** Start of THE DATA **

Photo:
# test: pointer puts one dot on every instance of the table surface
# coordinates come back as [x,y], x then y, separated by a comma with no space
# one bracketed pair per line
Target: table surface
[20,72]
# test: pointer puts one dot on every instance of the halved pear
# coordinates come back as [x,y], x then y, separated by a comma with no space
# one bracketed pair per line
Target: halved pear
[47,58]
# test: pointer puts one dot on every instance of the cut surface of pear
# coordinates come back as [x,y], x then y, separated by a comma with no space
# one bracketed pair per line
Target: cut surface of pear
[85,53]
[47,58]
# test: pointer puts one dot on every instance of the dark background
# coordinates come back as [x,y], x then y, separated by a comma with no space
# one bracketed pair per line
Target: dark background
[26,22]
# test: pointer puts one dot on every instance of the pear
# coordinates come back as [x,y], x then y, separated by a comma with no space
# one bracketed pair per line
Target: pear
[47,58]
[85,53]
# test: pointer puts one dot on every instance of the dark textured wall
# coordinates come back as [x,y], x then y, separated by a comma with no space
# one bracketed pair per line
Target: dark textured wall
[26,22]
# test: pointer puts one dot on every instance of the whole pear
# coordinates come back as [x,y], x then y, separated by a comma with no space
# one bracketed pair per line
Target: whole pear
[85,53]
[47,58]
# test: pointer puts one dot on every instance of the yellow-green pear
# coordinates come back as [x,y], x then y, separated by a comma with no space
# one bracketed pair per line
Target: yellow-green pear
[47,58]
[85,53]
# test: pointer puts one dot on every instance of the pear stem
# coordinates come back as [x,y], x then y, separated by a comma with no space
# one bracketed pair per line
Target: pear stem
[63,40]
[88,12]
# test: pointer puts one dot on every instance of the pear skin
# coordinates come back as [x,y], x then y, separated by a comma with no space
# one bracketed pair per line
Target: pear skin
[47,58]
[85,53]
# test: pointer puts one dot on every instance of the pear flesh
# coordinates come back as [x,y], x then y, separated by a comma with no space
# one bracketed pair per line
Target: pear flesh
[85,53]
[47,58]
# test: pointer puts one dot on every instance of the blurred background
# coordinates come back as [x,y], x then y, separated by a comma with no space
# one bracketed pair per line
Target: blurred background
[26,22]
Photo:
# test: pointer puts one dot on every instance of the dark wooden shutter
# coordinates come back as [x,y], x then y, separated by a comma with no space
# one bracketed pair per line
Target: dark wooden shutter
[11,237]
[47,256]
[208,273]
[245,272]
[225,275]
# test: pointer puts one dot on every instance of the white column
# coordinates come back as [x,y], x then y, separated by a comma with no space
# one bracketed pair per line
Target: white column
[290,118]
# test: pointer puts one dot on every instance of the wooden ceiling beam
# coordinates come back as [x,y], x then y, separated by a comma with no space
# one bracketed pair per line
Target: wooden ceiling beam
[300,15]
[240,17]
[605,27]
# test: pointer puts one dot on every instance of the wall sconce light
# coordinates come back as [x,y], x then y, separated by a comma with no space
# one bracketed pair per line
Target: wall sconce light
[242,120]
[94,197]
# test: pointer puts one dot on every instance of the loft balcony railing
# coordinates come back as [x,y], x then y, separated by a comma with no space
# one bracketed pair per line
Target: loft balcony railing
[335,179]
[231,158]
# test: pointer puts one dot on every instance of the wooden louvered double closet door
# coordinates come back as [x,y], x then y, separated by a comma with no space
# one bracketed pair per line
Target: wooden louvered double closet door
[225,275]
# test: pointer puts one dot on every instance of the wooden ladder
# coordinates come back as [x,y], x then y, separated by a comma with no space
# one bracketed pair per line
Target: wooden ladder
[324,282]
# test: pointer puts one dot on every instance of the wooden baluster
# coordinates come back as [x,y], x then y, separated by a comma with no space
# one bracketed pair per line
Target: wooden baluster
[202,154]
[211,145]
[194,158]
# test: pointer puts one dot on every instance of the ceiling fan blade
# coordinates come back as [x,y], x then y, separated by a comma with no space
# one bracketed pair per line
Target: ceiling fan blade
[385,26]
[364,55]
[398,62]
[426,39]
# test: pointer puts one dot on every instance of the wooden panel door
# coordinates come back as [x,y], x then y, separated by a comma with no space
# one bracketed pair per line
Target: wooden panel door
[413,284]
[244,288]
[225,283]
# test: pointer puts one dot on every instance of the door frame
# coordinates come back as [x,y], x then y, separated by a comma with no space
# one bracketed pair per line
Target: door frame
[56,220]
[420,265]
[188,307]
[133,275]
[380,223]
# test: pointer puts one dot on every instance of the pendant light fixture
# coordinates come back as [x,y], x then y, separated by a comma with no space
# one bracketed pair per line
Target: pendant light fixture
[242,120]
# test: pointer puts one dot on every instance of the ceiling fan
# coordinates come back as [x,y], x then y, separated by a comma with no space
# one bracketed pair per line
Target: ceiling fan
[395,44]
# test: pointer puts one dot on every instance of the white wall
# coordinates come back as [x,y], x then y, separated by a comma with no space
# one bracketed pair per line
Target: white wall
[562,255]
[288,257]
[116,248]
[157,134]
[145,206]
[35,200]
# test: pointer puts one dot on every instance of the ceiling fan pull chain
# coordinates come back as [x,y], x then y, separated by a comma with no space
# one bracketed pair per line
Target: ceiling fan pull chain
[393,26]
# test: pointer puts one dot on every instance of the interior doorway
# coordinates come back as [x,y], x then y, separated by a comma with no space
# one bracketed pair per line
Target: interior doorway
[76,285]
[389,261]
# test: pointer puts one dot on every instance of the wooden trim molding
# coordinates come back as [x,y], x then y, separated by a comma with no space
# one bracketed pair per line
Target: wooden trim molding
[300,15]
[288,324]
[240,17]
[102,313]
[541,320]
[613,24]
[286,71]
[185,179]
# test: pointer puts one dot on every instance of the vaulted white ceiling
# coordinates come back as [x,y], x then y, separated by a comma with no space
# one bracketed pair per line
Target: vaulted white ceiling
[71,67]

** End of THE DATA **
** Start of THE DATA **

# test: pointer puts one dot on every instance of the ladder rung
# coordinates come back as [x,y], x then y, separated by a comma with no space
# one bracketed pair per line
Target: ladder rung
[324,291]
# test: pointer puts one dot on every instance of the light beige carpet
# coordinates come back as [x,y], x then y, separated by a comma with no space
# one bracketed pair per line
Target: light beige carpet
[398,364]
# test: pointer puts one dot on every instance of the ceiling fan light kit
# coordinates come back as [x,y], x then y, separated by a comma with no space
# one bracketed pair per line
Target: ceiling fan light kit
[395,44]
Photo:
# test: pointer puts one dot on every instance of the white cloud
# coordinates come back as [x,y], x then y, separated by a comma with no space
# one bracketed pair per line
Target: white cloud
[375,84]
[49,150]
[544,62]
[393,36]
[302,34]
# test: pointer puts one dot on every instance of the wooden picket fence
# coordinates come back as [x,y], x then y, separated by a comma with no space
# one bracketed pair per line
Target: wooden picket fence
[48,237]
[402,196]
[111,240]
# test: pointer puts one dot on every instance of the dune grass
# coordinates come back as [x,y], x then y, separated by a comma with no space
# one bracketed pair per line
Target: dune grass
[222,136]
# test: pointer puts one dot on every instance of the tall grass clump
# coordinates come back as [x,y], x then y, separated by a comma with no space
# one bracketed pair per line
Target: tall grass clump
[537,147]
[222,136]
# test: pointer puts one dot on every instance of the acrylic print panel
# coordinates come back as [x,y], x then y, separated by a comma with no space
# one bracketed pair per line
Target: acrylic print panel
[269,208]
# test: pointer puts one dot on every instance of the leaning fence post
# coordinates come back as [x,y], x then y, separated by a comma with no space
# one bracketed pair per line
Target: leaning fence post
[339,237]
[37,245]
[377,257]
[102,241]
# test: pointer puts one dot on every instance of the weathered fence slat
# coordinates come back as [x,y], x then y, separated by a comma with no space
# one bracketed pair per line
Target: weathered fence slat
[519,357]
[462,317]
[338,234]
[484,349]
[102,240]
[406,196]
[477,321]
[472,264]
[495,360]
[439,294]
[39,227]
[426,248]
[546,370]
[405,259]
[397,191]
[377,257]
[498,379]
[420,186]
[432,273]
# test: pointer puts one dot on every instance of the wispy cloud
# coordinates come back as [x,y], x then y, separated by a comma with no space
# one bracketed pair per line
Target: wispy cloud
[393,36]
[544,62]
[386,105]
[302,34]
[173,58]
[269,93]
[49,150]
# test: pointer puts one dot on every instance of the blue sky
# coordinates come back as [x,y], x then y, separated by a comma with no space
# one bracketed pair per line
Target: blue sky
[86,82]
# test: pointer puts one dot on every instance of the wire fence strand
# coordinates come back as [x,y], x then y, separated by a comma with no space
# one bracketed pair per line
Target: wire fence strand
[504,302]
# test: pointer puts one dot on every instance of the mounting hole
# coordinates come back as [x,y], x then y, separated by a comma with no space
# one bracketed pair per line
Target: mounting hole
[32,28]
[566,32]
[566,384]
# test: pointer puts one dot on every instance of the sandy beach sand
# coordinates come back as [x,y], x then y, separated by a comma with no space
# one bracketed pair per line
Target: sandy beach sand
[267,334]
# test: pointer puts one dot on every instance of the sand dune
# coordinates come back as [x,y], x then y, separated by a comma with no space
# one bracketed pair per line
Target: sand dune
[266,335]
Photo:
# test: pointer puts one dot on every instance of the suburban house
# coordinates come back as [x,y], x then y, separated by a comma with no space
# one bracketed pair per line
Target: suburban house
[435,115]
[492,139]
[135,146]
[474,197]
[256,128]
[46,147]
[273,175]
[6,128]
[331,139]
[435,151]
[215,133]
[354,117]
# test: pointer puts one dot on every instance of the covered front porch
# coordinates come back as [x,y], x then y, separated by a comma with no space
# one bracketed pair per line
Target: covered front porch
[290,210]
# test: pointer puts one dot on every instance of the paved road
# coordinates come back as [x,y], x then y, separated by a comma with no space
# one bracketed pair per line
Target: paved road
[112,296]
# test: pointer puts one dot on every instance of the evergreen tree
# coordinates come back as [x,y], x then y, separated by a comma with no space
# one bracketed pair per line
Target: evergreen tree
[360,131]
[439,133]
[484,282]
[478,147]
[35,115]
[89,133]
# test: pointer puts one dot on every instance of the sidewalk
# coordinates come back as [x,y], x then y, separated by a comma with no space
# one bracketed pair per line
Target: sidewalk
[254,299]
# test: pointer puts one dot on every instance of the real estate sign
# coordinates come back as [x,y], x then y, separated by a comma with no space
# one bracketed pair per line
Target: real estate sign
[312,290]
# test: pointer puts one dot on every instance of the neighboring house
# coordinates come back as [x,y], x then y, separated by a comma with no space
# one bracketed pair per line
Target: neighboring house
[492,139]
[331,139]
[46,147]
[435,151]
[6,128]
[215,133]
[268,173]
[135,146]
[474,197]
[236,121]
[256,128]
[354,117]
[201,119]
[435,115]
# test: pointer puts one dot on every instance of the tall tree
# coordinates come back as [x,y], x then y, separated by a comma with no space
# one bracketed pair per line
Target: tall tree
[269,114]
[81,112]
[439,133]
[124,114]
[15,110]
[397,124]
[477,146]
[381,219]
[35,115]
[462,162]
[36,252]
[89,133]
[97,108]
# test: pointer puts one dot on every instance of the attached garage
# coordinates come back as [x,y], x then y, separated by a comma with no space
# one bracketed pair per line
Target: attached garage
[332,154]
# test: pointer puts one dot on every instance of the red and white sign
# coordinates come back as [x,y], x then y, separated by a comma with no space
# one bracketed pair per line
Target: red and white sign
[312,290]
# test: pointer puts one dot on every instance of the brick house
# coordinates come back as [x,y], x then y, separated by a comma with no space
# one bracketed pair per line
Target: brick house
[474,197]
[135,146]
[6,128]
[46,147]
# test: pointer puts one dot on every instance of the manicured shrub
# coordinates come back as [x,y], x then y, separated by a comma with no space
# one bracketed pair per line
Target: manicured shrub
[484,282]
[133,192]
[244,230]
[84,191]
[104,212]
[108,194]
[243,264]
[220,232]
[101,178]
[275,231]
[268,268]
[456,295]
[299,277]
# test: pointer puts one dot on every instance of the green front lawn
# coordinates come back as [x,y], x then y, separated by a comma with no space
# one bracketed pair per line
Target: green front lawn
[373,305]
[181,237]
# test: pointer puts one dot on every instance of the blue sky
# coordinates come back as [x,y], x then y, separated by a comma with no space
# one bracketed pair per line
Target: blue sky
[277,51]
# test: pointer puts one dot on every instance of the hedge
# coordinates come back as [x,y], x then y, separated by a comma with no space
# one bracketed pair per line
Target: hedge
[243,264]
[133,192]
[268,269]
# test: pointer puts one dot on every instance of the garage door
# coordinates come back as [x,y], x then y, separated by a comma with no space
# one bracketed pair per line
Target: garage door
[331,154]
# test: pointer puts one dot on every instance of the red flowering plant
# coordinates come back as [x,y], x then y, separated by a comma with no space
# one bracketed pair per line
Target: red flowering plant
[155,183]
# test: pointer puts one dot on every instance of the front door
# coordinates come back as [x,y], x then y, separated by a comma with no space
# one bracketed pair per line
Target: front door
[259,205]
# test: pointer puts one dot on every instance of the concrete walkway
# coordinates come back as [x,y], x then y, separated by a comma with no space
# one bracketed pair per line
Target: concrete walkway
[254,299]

** End of THE DATA **

Count the lines in the material above that contain the word "blurred", and state only that number.

WORKED ANSWER => 2